* _WRITTEN INSTRUCTION_
Carry on the transcript below about the trial judge, starting right after its last sentence.

This judge, some of these decisions, which are being heralded on the left, I mean, if you turn on MSNBC at night, you would think that this judge is the second coming of some great judicial mind.
He has, he, I just don't even understand half of what he's doing in this trial.
I don't understand what he did with Costello, which to me is beyond outrageous that you would take one of the defense's only substantive witnesses and basically telegraph to the jury that you're not buying a single thing that he's selling and then create this hubbub.
The idea of finding the defendant summarily in contempt for statements that were not made in your presence, which I've done a fair amount of contempt cases and politically charged cases.
I don't understand any of this.
I don't understand him jamming the defense after the Southern District dumped the discovery upon the defense and only giving him 30 days and only because the prosecution conceded that they should get 30 days.
I don't understand these evidentiary rulings where he's imposing or interposing his own objections.
But I do understand from a practical standpoint why New York practitioners don't want to comment on him, but it's outrageous, frankly.
But you know, there's the judge made one mistake.
He allowed me to stay in the courtroom when he kicked out all the media and everybody else.
And I stayed in the courtroom and I saw the Robert De Niro moment where this judge looked like the psycho and taxi driver and turned to Costello and said, You talking to me?
You talking to me?
You're looking at me.
You're raising your eyebrows at me.
You're staring at me.
I'm going to hold you in contempt.
I'm going to strike your testimony.
First of all, a judge has no power to strike the testimony of a witness unless the defendant did something wrong.
If the witness looked at him funny, you don't get to strike the defendant's key testimony and then to have telegraphed it in front of the jury.
The judge's real self came out when he threw the media out.
You know, he's a benevolent despot when the media is there and when the jury is there.
But when they're out and when only a few of us are back in the courtroom, the real judge Marchant comes out and the bias seeps through, just reeks through everything he's doing.
Now, what it's pretty amazing because the judge got so mad at Costello, he cleared the courtroom.
He only let counsel stay.

Items drawn from a data source:
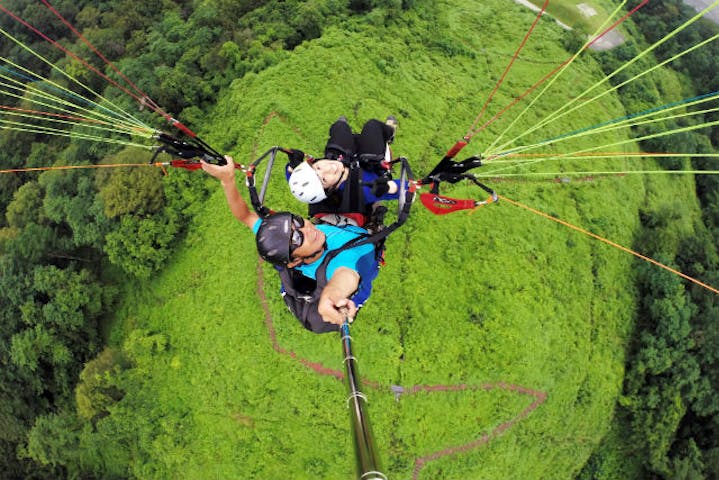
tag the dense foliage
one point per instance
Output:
(131, 341)
(669, 411)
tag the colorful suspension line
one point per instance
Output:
(140, 96)
(568, 107)
(632, 140)
(118, 111)
(24, 90)
(506, 70)
(560, 69)
(611, 243)
(623, 123)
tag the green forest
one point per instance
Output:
(142, 338)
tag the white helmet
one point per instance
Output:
(305, 185)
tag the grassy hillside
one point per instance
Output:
(512, 328)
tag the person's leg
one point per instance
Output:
(341, 141)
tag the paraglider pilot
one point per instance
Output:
(294, 245)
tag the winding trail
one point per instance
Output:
(537, 397)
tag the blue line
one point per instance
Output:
(616, 120)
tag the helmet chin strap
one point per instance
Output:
(314, 254)
(339, 180)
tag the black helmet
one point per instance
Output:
(273, 238)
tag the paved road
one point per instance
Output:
(699, 5)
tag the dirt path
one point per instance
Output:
(607, 42)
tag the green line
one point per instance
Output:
(554, 79)
(631, 140)
(20, 127)
(616, 126)
(119, 127)
(33, 91)
(119, 110)
(619, 156)
(556, 115)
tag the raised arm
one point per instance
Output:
(226, 175)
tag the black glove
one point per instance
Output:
(295, 157)
(380, 186)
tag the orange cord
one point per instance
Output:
(613, 244)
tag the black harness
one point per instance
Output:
(301, 294)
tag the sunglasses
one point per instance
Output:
(297, 238)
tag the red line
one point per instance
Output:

* _IN RESPONSE_
And Dersh was sitting in the front row and he let him stay.
He got, I think, confused that Dersh was part of the defense team or something, or just knew him as a storied lawyer and said, you can stay.
He didn't kick you out.
And before he knew it, you were on your show reporting about everything you'd seen and heard.
Part of me wanted him to throw me out.
I would have refused to leave.
I would have said, Your Honor, the Sixth Amendment not only protects the defendant's right to a public trial, but it protects the public's right to see the trial.
I'm the public.
I'm not leaving unless you absolutely remove it.
Garagos, you'd be defending him.
He'd be getting bailed out.
You and I would be getting him out of the way.
I would gladly defend him because Alan is absolutely right.
The Sixth Amendment, you don't get to pick and choose when you want to show who you really are.
And I am just, I'll say it again.
I do not understand these rulings that he's making.
I don't understand the evidentiary basis upon all of this.
And frankly, I don't understand what's been reported as the jury instructions.
It's the whole thing to me.
Let me ask you a question about that.
Okay.
Let me ask you something, Garrigos, on that.
Because one of the controversial things among many the judge let in was the fact that Michael Cohen pleaded guilty to a federal election law violation.
He's already going away on his taxi medallion scheme and his tax violations.
And then the feds were like, oh, and also how about this federal election law violation?
And by that point, Cohen was like, fine, okay, I'll plead guilty to that too.
And the judge allowed that in.
And he, wait, let me finish.
And he also allowed in that David Pecker of AMI struck a cooperation agreement with the feds around these same federal election law alleged violations.
Now, he let the government bring that stuff out on their own witnesses.
Normally, that would be like a Garrigos or an Alan Dershowitz cross moment.
Like, you pleaded guilty to this bad thing, didn't you?
But you wouldn't do that here because Trump doesn't want any of that in front of the jury because it makes it sound like they're all guilty of the thing they cooperated with Trump on.
Go ahead, Mark.
Well, then, and he compounded it because they put forth a witness.
If you look at what Trump keeps posting, he keeps posting.
I had a witness.
I wanted a witness to opine on these issues.
And he excluded the witness.
I don't, I mean, to me, there's been a lot of things.
You know, I don't disagree with Atlanta that there's been a lot of waiver here inexplicably, but maybe, you know, I'm always hesitant to criticize the trial lawyer in the middle of the fray.
But I will tell you that the idea that you allow in all of this stuff with the idea and then allow in closing, which happened yesterday, to talk about federal election, federal election crime, federal election crime.
But knowing at that point that you've excluded, you, the judge, has excluded their proffered witness who would have opined that there was no election law violation.
And the judge today, Alan, I'll give it to you one second, but the judge today, Alan, said he tried to fix it with a limiting instruction to the jury saying, I let all that stuff come in about Michael Cohen's guilty plea to federal election law violations and the cooperation agreement with David Pecker, not to prove that they're actually guilty or that Trump's guilty of anything, but because it goes to their credibility.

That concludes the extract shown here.